Show every line in the rows below that contains the word "loader", copying each line in full.

:: Recorded information ::
═══

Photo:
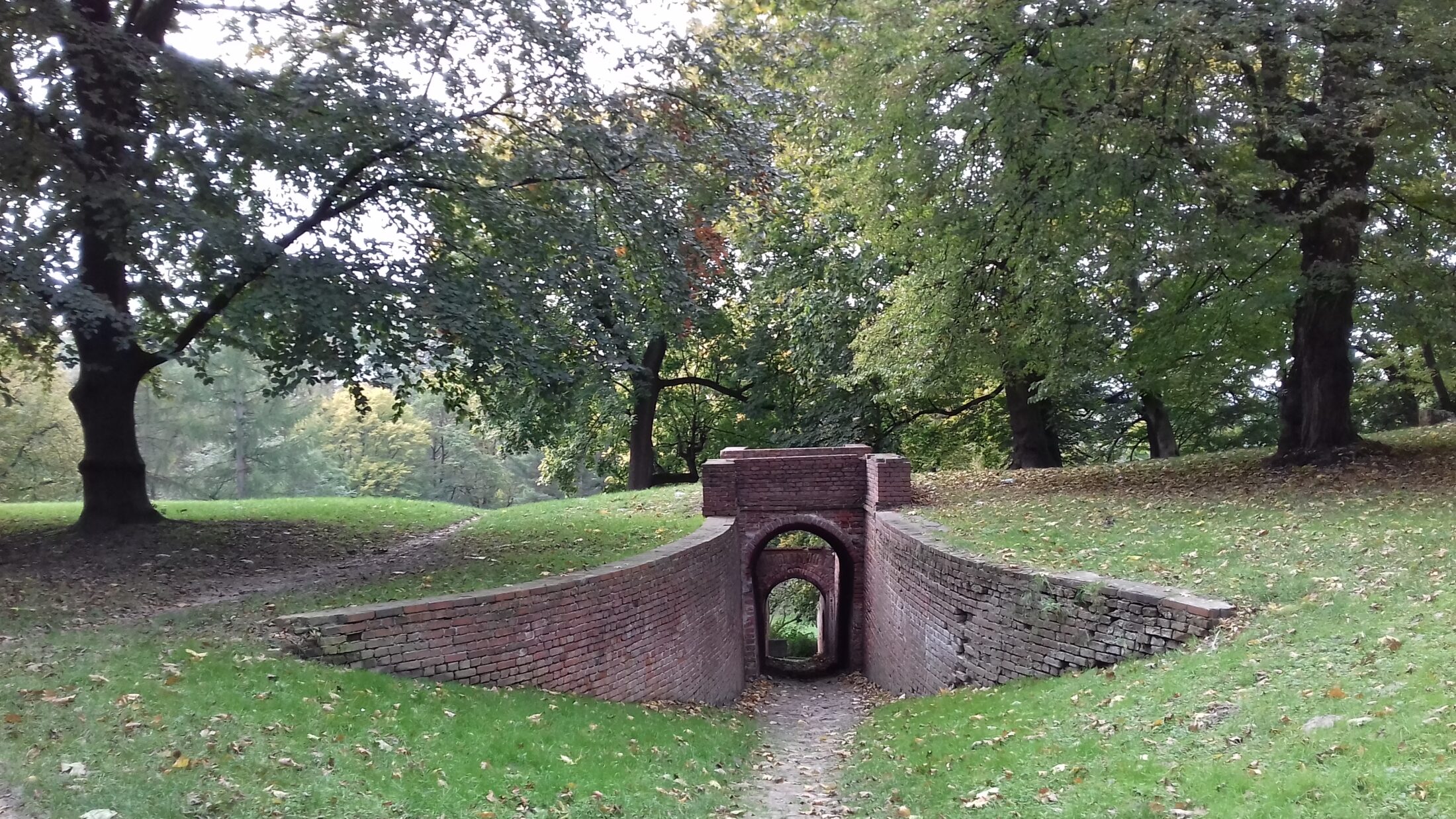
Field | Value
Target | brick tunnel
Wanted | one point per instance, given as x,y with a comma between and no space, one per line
688,620
826,492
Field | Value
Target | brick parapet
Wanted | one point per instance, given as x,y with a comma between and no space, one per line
659,626
887,482
941,617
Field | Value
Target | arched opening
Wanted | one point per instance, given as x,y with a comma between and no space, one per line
803,583
796,610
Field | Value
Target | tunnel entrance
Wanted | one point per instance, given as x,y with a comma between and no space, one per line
803,604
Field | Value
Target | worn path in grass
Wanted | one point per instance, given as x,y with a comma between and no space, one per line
807,728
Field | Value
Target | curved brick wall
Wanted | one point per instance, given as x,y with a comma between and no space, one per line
682,622
660,626
941,617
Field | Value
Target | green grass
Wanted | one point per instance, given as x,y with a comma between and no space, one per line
537,540
421,761
1344,576
166,732
347,514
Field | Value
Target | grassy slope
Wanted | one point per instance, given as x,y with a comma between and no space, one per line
535,540
303,740
1345,578
360,515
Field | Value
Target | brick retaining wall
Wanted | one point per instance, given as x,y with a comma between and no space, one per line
680,622
659,626
941,617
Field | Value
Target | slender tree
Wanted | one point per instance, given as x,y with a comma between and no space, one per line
280,193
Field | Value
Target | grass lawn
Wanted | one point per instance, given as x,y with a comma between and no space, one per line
1344,575
354,515
195,714
536,540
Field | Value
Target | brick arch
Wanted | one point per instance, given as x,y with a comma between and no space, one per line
832,571
817,525
827,571
826,492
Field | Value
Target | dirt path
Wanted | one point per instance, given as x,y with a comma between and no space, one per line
807,729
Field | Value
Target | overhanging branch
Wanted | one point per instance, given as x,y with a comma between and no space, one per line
740,393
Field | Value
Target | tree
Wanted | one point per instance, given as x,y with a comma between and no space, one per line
377,445
283,194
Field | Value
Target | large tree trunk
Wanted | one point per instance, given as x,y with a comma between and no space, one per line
1162,443
1331,169
645,390
114,479
1032,435
1443,398
1315,418
108,82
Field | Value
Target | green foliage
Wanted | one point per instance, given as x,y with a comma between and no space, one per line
794,616
1342,576
372,443
230,435
351,515
40,441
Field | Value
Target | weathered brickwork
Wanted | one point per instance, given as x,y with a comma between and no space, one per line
941,617
686,622
819,566
660,626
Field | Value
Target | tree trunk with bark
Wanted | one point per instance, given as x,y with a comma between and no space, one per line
1032,434
645,390
108,83
1443,398
1331,167
1162,443
241,466
114,478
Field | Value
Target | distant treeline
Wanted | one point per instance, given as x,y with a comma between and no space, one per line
232,437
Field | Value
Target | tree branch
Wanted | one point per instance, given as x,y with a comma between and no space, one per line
951,412
740,393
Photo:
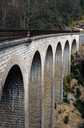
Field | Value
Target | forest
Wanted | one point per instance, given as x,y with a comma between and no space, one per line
39,14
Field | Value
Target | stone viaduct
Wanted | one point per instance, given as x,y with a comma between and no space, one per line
31,78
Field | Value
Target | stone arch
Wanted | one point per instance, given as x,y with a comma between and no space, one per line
66,58
35,94
48,77
58,73
74,47
12,100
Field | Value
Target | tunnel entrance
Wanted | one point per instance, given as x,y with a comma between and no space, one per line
58,73
48,78
12,100
35,94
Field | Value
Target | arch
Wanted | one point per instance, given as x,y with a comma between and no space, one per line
12,100
66,63
73,47
58,73
48,77
35,93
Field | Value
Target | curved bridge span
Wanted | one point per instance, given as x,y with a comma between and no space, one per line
31,78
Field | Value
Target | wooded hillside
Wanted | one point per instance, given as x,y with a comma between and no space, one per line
39,14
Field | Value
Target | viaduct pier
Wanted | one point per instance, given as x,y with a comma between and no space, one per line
31,78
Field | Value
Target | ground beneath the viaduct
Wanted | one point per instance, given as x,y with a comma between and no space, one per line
64,111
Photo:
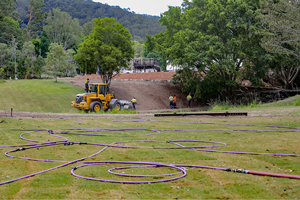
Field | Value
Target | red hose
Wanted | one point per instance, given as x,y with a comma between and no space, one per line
274,174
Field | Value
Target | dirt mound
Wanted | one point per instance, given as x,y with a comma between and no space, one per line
135,76
150,94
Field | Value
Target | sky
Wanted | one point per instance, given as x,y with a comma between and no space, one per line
150,7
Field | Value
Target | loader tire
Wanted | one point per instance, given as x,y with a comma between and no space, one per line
117,106
95,106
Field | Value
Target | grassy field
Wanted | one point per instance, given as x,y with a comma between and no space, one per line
38,96
200,183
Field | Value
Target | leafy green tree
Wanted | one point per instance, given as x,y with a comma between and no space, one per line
212,39
35,18
70,69
5,55
138,49
56,60
88,27
44,45
62,29
9,22
107,48
282,32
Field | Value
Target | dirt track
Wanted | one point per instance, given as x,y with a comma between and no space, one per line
151,90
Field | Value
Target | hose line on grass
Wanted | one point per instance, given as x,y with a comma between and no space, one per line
176,145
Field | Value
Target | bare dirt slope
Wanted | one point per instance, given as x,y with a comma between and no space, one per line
151,90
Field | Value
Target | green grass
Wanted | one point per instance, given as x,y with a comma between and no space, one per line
38,96
220,106
198,184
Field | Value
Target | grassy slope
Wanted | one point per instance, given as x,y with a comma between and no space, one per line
38,96
41,96
198,184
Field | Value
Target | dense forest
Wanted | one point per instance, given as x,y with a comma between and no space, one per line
86,11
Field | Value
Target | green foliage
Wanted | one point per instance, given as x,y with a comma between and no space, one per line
108,48
62,29
282,20
38,96
9,22
138,49
213,37
56,61
87,11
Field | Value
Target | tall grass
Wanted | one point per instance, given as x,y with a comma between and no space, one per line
198,184
38,96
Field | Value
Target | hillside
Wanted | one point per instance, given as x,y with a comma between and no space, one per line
152,90
85,11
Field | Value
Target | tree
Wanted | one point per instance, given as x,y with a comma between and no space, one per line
62,29
282,31
9,22
212,40
107,48
56,60
4,58
138,49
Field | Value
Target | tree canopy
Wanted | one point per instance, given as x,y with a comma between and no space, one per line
210,40
107,49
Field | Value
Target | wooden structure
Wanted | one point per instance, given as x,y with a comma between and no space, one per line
143,64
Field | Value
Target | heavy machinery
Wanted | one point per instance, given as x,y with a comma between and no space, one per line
98,99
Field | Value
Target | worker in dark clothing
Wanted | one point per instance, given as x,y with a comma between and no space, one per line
174,101
87,85
171,101
133,102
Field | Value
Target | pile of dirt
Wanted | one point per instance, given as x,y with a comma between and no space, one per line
135,76
150,95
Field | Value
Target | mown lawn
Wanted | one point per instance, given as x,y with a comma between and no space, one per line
38,96
198,184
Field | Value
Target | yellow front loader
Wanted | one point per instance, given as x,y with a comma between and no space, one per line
96,99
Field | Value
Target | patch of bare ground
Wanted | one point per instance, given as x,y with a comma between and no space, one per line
145,87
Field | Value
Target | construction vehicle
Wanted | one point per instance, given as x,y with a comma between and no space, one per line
97,99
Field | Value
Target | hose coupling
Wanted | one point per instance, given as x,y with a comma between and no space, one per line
238,170
69,143
82,143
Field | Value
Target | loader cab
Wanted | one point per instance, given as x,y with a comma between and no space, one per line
98,88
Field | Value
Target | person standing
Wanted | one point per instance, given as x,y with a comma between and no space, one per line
189,99
174,101
133,102
87,85
171,101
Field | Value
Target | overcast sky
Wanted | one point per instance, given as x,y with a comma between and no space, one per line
150,7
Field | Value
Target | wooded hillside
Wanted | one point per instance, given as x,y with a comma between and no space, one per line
85,11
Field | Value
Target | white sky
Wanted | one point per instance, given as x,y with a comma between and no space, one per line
150,7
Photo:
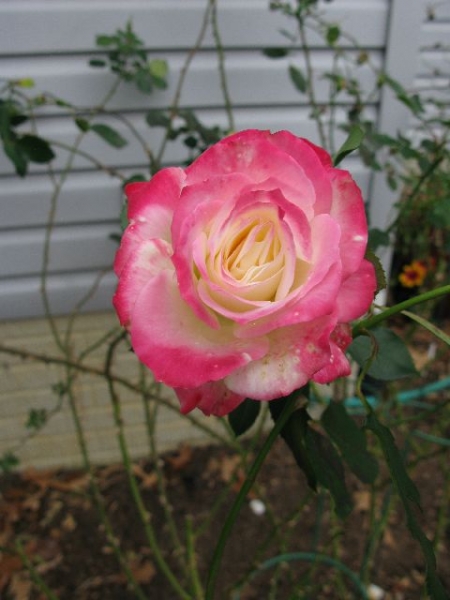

═══

:: Problem solution ::
Target | loader tire
Target | yellow front loader
Target | loader cab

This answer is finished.